WORK ITEM: The entries below are to be reproduced in full, exactly as written.

• • • • •

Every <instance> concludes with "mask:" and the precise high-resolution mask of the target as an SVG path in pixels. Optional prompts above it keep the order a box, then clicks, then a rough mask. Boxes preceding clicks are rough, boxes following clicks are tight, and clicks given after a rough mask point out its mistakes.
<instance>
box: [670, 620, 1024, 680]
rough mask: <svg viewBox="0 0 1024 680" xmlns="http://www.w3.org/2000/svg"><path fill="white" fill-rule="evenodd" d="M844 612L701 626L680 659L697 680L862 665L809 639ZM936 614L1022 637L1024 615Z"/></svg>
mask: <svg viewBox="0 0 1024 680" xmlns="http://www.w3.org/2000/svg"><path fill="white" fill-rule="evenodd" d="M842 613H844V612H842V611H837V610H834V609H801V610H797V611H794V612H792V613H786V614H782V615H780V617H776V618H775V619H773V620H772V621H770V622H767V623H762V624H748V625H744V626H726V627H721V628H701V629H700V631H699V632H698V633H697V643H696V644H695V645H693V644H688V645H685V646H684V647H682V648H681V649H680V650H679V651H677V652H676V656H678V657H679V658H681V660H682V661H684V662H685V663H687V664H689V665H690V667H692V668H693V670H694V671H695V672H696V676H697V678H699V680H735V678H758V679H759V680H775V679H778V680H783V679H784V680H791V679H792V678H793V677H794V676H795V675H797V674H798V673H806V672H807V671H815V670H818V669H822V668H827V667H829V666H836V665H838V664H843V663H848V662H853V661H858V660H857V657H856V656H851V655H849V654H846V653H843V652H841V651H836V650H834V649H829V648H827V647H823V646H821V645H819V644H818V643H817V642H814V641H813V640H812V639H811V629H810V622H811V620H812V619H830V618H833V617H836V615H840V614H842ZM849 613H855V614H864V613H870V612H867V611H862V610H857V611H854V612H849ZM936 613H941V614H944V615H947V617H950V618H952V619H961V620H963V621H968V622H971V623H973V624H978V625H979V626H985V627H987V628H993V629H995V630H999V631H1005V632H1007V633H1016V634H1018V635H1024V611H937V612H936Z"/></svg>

• • • • •

REPLY:
Every <instance> concludes with "mask:" and the precise high-resolution mask of the target as an SVG path in pixels. Optional prompts above it keep the order a box, then clicks, then a rough mask. Boxes preceding clicks are rough, boxes following clicks are tight, and clicks given after a rough mask point out its mistakes.
<instance>
box: [670, 620, 1024, 680]
rough mask: <svg viewBox="0 0 1024 680" xmlns="http://www.w3.org/2000/svg"><path fill="white" fill-rule="evenodd" d="M844 612L701 626L680 659L697 680L862 665L809 639ZM936 614L1022 637L1024 615Z"/></svg>
mask: <svg viewBox="0 0 1024 680" xmlns="http://www.w3.org/2000/svg"><path fill="white" fill-rule="evenodd" d="M842 613H844V612H842V611H837V610H834V609H801V610H797V611H794V612H792V613H786V614H782V615H780V617H776V618H775V619H773V620H772V621H770V622H767V623H762V624H748V625H744V626H726V627H721V628H701V629H700V631H699V632H698V633H697V643H696V644H695V645H693V644H688V645H685V646H684V647H682V648H681V649H680V650H679V651H677V652H676V656H678V657H679V658H681V660H682V661H684V662H685V663H687V664H689V665H690V667H692V668H693V670H694V671H695V672H696V676H697V678H699V680H735V678H758V679H759V680H775V679H778V680H783V679H784V680H791V679H792V678H793V677H794V676H795V675H797V674H798V673H806V672H807V671H815V670H818V669H822V668H827V667H829V666H836V665H838V664H843V663H848V662H853V661H858V660H857V657H856V656H851V655H849V654H846V653H843V652H841V651H836V650H834V649H829V648H827V647H823V646H821V645H819V644H818V643H817V642H814V641H813V640H812V639H811V629H810V622H811V620H812V619H830V618H833V617H836V615H840V614H842ZM849 613H855V614H864V613H870V612H867V611H862V610H857V611H854V612H849ZM936 613H941V614H944V615H947V617H950V618H952V619H961V620H963V621H968V622H971V623H973V624H978V625H979V626H985V627H987V628H993V629H995V630H999V631H1005V632H1007V633H1016V634H1018V635H1024V611H937V612H936Z"/></svg>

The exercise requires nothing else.